■ **DOCUMENT EXCERPT**
*****

# Toolpost indicator mounts



## GreatOldOne (Apr 11, 2018)

Inspired by tubalcain, I made some toolpost indicator holders / mounts. As my lathe is quite small, and has the smallest available wedge style toolpost, I got some small Mitutoyo indicators (they’re only 40mm in diameter) and made two separate holders, one for indicating the diameter of a part, and another for the face.


----------



## TTD (Apr 11, 2018)

Now those are slick...very nicely done! 

Nice indicators, too.


----------



## GreatOldOne (Apr 12, 2018)

TTD said:


> Now those are slick...very nicely done!
> 
> Nice indicators, too.


Thanks. The good thing about the small indicators was the price. eBay specials, only £30 each.


----------



## Downunder Bob (Apr 12, 2018)

Nice, might have to do something like that myself.


----------



## stioc (Apr 12, 2018)

That looks great and something that might be super handy...what size/type dovetail cutter did you use? I'm guessing 30deg for the angle? I need to build or buy (if I want to finish the project this year lol) one.


----------



## GreatOldOne (Apr 12, 2018)

stioc said:


> what size/type dovetail cutter did you use? I'm guessing 30deg for the angle?



It’s a 60deg cutter, and it’s 5/8 inch if I recall.


----------



## jmarkwolf (May 13, 2018)

There were pics posted a few moths back (not certain it was this forum) from a guy that was also inspired by the Tubal Cain unit, that used a single indicator that spun in a bushing, and could be easily and quickly moved to either face of the tool holder, for indicating diameters and faces.

I'd like to find that one again.


----------



## Charles Spencer (May 13, 2018)

I made one for diameters but I just use a magnetic base on the lathe bed for facing.


----------



## jmarkwolf (May 13, 2018)

*****

■ **DATASET EXTRACT**
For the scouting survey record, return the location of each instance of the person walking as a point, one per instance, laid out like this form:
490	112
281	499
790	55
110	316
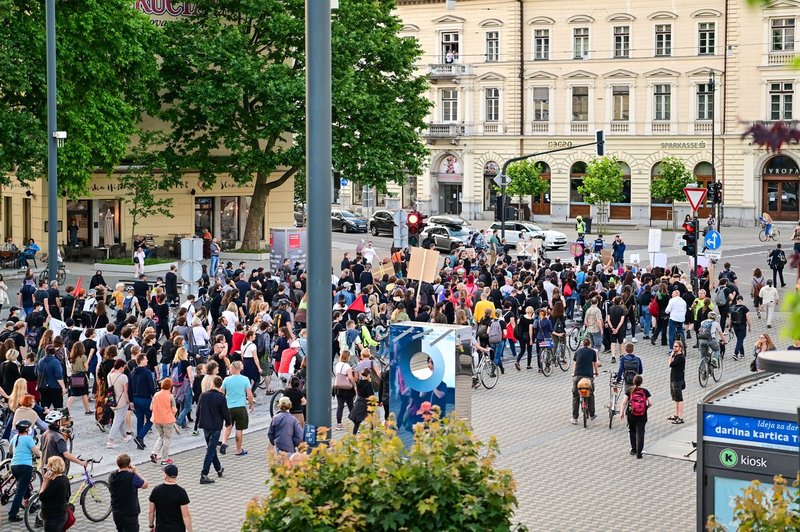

*****

■ **WRITTEN PROBLEM A**
From the toolpost indicator thread, reproduce word for word the passage starting with "It’s a 60deg" and going on through "that one again.".
■ **WRITTEN PROBLEM B**
According to the toolpost indicator thread, why did the first poster buy small Mitutoyo indicators for the holders? Answer in one to three sentences.

■ **FINISHED ANSWER A**
It’s a 60deg cutter, and it’s 5/8 inch if I recall.


----------



## jmarkwolf (May 13, 2018)

There were pics posted a few moths back (not certain it was this forum) from a guy that was also inspired by the Tubal Cain unit, that used a single indicator that spun in a bushing, and could be easily and quickly moved to either face of the tool holder, for indicating diameters and faces.

I'd like to find that one again.

■ **FINISHED ANSWER B**
The poster's lathe is quite small and has the smallest available wedge style toolpost, so the poster bought small Mitutoyo indicators only 40mm in diameter.